**YOUR TASK:**
Answer these questions from the Vriesea vagans thread:
(a) How much misting does 013 give the plant each day after cutting back?
(b) On what is littlefrog's plant mounted in the greenhouse?
(c) Which three forms of V. erythrodactylon in cultivation does Frogtofall name?

**DOCUMENT EXTRACT:**
# Vriesea vagans help



## 013 (Aug 9, 2006)

I have 2 vriese vagans in my tank, great looking plants. But i have a feeling they aren't quite comfortable. The lowest leaves turn yellow faster than they should. Are they too moist?


----------



## MeiKVR6 (Sep 16, 2008)

If they are planted in the soil - you may want to get them in the air. They are air plants - best mounted off the floor of a vivarium... If the bottom stays wet - it'll rot.


----------



## Frogtofall (Feb 16, 2006)

I still don't think this species should be kept in vivs unless there is sufficient air flow. This plant is notorious for rotting even when grown in greenhouses.

It took me over a year to get my plant to establish and pup. Now I believe the pups it produces should acclimate better which I've found to be true. They have accustomed to my growing conditions but even so, I'd probably not try one in a viv unless it was way at the top where it could dry out a bit.

Good luck.


----------



## 013 (Aug 9, 2006)

The plant is mounted on epiweb, at the back of the tank. I've placed it high up, but the leaves still turn yellow. I've diminished the misting to 3 x 30 seconds each day. There is a vent in the hood but it's still looks like it is slowly dying. I bought it off a reputable store, and i think the plants look stunning, so i'm pretty disappointed about all this...


----------



## bobberly1 (Jul 16, 2008)

I had my vresea do this when I first introduced it and I was just as concerned. After losing maybe 6 leaves it shot up in growth and has continued to do so. I'm just waiting for a pup.

As far as the species goes, I'm not quite sure. It looks a lot like V. vagans but it's a solid light green. Any possible IDs? (sorry if this is hijacking)


----------



## Frogtofall (Feb 16, 2006)

013 said:


> The plant is mounted on epiweb, at the back of the tank. I've placed it high up, but the leaves still turn yellow. I've diminished the misting to 3 x 30 seconds each day. There is a vent in the hood but it's still looks like it is slowly dying. I bought it off a reputable store, and i think the plants look stunning, so i'm pretty disappointed about all this...


3 x 30 secs a day is a lot of misting. How large is this viv? I don't even spray my vented 75 gal that much and its borderline too wet.

Post some pics.

Bobberly, without pictures, I have no idea what to tell you.


----------



## JoshH (Feb 13, 2008)

I've had vagans rot pretty easy too. Antone, isn't there another Vriesea that looks very similar to vagans; with the same dark color at the base?


----------



## littlefrog (Sep 13, 2005)

I have this species growing quite nicely on a chunk of cork, mounted up high in the greenhouse. It dries out almost instantly after watering. In bloom now...

I don't think it would do well in a tank. Size is good, but the drying out quickly thing just isn't going to happen.

Rob


----------



## Frogtofall (Feb 16, 2006)

JoshH said:


> I've had vagans rot pretty easy too. Antone, isn't there another Vriesea that looks very similar to vagans; with the same dark color at the base?


There are a few yes...

V. vagans has two forms that I know of. The one everyone sees is the typical form. There is another with a much less dark base. I have this clone as well. The foliage is a bit reticulated even.

There is also V. erythrodactylon. There are 3 forms in cultivation that I know of... The typical clone, the miniature clone and the variegated clone. I grow the mini and the variegated. The typical clone never did well for me. I know there is someone on this forum who grows it in their greenhouse but his name escapes me at the moment. Its a rather large plant though, too big for vivs.

The mini is great and the smaller thumbs and pums will use it for tads.


----------

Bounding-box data
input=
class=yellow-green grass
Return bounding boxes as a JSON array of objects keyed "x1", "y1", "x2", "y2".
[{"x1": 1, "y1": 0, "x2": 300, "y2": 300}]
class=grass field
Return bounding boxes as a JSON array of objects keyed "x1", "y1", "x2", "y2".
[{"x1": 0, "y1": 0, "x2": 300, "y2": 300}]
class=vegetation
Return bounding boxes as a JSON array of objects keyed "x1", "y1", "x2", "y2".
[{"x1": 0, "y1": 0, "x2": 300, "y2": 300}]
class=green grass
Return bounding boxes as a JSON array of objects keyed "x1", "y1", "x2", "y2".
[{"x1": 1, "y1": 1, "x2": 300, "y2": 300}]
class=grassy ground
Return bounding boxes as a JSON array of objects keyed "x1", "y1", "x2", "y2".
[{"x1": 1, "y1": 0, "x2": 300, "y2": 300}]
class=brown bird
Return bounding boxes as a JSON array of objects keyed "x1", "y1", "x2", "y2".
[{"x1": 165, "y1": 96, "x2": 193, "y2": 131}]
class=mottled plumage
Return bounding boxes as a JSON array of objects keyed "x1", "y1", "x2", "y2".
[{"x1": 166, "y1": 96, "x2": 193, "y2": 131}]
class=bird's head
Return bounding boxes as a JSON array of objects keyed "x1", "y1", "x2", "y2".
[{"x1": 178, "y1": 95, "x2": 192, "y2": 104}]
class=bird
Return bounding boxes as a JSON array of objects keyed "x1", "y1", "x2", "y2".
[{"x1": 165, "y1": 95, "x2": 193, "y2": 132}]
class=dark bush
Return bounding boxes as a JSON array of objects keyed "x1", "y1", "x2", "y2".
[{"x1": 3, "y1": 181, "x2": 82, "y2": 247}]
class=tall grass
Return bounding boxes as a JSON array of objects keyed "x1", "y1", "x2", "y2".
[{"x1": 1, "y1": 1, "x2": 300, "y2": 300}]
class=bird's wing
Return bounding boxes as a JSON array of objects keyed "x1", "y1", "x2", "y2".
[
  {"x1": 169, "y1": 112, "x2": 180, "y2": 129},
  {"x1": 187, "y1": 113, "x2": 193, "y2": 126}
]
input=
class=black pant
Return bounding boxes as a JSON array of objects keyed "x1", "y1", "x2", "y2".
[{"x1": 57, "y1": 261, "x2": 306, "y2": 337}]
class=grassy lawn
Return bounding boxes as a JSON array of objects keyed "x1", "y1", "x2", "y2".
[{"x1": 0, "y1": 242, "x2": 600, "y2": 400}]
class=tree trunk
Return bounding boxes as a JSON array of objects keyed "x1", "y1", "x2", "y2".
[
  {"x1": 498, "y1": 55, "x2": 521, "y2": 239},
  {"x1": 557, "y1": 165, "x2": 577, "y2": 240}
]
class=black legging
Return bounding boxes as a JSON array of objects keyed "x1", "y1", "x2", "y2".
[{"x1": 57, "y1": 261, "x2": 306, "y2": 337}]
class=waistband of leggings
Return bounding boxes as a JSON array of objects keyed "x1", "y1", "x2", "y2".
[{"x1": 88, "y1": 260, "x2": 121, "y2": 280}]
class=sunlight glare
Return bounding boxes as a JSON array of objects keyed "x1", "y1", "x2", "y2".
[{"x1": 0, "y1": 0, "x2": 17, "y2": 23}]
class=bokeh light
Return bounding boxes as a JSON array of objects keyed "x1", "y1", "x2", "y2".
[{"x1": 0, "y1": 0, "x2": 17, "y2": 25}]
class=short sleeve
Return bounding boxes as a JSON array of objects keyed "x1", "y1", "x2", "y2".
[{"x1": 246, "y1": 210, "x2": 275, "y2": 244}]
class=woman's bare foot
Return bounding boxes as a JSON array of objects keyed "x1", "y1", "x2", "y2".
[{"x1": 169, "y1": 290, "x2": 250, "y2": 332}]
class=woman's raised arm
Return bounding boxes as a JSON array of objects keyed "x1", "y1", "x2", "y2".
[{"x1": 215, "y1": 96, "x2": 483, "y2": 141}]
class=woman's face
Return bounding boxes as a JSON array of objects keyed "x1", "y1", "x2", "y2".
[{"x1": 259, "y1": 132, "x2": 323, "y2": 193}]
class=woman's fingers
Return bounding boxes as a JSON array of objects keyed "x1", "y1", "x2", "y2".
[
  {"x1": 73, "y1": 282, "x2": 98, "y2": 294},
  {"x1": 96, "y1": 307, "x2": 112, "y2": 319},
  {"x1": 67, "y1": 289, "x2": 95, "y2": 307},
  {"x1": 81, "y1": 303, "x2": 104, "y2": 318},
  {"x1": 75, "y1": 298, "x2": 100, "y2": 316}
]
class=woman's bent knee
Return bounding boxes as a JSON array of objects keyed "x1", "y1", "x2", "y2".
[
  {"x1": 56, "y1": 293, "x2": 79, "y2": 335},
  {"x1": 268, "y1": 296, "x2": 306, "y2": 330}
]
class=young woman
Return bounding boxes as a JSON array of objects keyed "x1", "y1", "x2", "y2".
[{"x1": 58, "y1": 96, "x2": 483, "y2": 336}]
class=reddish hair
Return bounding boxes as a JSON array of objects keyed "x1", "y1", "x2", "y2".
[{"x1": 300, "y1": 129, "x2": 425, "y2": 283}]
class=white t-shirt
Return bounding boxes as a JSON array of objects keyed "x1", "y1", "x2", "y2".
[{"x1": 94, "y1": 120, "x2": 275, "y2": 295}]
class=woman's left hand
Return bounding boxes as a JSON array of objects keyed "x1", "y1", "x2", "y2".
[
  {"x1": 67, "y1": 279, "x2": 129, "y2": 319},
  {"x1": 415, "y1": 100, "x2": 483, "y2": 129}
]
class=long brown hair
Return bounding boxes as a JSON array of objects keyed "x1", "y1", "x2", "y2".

**COMPLETE ANSWER:**
(a) 3 x 30 seconds each day.
(b) A chunk of cork.
(c) The typical clone, the miniature clone and the variegated clone.